⟨

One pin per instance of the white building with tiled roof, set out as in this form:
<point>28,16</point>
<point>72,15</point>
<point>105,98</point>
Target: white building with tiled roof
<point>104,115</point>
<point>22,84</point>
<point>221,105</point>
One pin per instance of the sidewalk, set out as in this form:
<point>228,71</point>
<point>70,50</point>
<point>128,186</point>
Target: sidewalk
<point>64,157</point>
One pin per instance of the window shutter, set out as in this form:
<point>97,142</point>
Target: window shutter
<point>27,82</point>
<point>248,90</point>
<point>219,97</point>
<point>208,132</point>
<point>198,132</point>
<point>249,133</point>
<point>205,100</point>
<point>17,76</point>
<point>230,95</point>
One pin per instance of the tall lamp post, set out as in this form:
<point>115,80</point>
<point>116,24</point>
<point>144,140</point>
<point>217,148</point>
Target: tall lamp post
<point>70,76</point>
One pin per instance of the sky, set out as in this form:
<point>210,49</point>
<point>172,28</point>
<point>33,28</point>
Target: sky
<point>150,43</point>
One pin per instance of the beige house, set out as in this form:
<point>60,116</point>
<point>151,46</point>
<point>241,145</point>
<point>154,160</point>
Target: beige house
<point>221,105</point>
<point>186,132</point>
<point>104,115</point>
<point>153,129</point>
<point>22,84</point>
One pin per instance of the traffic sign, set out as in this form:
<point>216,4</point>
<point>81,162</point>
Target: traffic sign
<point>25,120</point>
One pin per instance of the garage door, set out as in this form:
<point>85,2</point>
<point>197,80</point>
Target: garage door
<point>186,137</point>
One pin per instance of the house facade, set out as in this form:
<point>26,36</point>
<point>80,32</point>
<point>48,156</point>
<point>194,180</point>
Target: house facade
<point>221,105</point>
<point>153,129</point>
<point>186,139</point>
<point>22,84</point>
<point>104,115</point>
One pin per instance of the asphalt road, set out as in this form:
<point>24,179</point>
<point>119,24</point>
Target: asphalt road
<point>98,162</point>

⟩
⟨

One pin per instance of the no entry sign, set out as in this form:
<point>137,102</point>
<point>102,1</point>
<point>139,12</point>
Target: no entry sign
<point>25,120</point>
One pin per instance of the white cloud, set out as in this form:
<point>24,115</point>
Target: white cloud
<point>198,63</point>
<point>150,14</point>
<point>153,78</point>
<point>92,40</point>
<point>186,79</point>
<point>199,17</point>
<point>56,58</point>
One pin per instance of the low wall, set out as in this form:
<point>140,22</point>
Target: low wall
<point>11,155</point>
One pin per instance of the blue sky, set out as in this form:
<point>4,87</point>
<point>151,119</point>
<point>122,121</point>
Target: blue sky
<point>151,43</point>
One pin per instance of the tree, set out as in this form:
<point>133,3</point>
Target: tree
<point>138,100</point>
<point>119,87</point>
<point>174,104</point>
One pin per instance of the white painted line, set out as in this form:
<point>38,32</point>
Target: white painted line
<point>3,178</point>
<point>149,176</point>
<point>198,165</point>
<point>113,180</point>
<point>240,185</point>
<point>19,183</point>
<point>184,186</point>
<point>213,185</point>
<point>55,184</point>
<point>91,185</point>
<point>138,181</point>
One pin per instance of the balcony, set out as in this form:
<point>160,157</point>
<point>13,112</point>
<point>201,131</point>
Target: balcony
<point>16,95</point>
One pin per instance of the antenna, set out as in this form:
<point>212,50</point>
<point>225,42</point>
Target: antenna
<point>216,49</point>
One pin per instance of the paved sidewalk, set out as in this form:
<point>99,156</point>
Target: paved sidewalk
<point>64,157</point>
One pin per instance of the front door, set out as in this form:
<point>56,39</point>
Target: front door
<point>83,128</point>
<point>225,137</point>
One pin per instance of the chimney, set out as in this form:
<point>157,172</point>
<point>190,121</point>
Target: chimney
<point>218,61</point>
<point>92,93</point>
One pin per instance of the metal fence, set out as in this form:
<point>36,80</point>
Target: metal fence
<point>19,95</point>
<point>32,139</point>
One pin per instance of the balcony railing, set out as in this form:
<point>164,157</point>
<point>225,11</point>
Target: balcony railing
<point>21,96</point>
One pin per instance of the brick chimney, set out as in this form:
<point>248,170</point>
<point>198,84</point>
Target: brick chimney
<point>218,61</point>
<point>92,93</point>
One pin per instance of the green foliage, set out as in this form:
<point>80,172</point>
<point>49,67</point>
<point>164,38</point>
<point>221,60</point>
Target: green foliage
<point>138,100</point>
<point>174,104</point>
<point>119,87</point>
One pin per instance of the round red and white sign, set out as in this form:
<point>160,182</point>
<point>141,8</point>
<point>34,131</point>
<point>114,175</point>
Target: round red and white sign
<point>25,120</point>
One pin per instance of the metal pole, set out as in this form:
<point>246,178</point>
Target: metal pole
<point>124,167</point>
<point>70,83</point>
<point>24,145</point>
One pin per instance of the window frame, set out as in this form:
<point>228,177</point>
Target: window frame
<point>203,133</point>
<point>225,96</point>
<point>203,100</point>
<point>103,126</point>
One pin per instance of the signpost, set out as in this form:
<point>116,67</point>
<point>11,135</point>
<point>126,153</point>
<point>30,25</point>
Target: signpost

⟩

THE EXERCISE → Please repeat the lines word for word, beginning with the line containing "One pin per instance of the signpost, set" and continuing through the line containing "Target: signpost".

ANSWER TO THE EXERCISE →
One pin per instance of the signpost, set out as in this form:
<point>116,67</point>
<point>11,135</point>
<point>126,153</point>
<point>30,25</point>
Target: signpost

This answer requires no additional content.